[Source records]
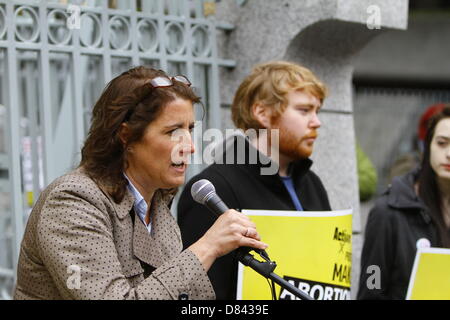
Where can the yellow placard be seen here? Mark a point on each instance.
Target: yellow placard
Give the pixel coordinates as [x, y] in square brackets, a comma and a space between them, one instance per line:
[313, 252]
[430, 277]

[What to work on] Copy the records above line for line, leaving out the pictures.

[Task solution]
Where can the yellow placard be seen here? Mark a point on each instance.
Target: yellow placard
Give the pixel coordinates as [x, y] in square brackets, a comma and a space between them, one instance per line:
[313, 252]
[430, 277]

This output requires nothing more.